EXERCISE:
In the data below, find every line with the word "light" and copy it out.

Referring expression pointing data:
╔══
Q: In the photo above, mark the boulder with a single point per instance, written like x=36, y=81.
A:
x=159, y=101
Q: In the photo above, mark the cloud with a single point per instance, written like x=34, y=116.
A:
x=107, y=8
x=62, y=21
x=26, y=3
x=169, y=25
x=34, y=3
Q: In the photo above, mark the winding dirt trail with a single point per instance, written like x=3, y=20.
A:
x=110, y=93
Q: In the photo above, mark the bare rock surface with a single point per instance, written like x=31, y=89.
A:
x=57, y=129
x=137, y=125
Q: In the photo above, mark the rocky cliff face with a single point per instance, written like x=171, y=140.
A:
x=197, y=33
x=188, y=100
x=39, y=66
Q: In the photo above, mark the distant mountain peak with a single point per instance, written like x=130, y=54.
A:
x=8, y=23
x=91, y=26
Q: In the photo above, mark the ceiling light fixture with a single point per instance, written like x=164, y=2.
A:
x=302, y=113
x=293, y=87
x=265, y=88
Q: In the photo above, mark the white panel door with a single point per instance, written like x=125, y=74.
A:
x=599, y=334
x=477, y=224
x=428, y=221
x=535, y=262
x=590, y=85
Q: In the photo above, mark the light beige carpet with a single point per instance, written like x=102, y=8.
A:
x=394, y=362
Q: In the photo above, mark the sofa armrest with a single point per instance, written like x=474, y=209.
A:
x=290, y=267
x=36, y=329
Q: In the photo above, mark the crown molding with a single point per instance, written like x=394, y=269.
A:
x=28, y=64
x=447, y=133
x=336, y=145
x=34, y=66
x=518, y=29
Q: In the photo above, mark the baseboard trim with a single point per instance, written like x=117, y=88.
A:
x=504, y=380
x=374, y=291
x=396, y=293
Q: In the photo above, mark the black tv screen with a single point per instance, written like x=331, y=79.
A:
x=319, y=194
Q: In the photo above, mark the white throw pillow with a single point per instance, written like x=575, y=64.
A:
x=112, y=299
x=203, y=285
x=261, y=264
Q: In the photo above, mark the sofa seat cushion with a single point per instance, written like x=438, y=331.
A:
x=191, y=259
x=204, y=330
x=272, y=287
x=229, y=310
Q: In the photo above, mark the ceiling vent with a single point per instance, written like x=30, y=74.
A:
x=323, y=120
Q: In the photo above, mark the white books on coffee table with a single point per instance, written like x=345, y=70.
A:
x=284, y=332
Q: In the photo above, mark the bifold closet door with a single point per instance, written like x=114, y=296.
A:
╚══
RESULT OF THIS TASK:
Q: In the photo above, mark the ceiling light fixture with a single point per instance, written like x=164, y=2.
Q: In the photo above, mark the light beige carpet with a single point per instance, written like x=102, y=8.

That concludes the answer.